* Text for analysis:
Dependency court hears cases of child abuse, neglect, and foster care placement.
Judge Nash believes allowing the public into these hearings will add transparency to the decisions the court makes.
We believe this is a worthwhile decision since too often the welfare of children, and even their safety, is compromised by the court’s placement decisions.
We do however also believe that the court should also be allowed discretion on whether an open hearing may be detrimental to a child’s welfare.
In an article in the Los Angeles Times, Judge Nash is quoted as saying: “There is a lot that is not good in the dependency courts.” He says too many families do not get re-united.
“To many children and families languish in the system for far too long,” said Judge Nash.
While we can agree with the judge’s comments, we have always felt that too often family reunification is held as too high a priority by the child welfare system, regardless of what is really best for the child, now or in the future. Family reunification is held as the ideal outcome or solution for children. We don’t believe this is always the case.
Many children have suffered great neglect, and even death at the hands of parents who have been found to be unsafe guardians for their children.

* Entries provided:

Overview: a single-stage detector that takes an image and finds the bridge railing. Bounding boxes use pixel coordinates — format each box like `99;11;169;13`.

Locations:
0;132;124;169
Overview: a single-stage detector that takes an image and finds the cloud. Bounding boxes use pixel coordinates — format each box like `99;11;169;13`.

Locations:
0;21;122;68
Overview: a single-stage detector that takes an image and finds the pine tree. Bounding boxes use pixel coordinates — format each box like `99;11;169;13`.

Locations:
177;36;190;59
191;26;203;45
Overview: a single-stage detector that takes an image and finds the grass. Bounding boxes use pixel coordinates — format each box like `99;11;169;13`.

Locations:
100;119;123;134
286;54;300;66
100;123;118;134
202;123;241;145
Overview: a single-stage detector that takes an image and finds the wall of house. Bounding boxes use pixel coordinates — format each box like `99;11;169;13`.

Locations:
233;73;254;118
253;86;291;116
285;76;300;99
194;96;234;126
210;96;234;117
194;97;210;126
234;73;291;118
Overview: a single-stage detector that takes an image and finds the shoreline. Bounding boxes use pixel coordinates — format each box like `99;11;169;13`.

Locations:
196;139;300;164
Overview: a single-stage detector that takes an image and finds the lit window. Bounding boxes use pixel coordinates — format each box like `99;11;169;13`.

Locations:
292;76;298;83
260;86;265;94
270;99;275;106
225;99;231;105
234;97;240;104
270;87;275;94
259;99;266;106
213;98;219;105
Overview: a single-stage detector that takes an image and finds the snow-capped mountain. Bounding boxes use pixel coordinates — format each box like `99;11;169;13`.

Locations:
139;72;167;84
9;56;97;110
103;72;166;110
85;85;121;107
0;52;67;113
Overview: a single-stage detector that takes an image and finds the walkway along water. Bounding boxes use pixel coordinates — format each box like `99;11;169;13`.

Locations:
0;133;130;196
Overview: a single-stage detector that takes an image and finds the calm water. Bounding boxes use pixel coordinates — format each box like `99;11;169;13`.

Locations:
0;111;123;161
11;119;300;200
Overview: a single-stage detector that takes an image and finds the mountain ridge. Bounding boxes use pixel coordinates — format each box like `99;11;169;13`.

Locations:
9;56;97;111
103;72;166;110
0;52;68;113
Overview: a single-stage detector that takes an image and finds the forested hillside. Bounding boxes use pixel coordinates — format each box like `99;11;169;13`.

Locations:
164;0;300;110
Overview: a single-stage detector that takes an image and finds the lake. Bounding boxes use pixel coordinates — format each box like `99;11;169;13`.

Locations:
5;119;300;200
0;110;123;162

* Work task 1: In the passage on dependency court hearings, what kinds of cases does dependency court hear?
* Work task 2: Extend the passage on dependency court hearings beyond its last sentence.
The material is not needed for anything that comes after it.

* Written answer 1: Cases of child abuse, neglect, and foster care placement.

* Written answer 2:
Too often, children have been removed from loving foster care and even adoption homes just because of the point of view that biological parents are automatically the best caretakers for their children. While in many cases that is true, it is not always the case. A few parenting or anger management classes, or a stint in a rehab center, or the awarding of welfare benefits do not mean that the worst parents will somehow suddenly become good parents.
By the same token, just because a parent has limited financial means, does not mean a child cannot thrive if there is loving and supportive system in place to help them.
Perhaps opening up dependency hearings will put pressure on the system to consider a child’s right to a safe and loving home as the paramount issue, not just family re-unification.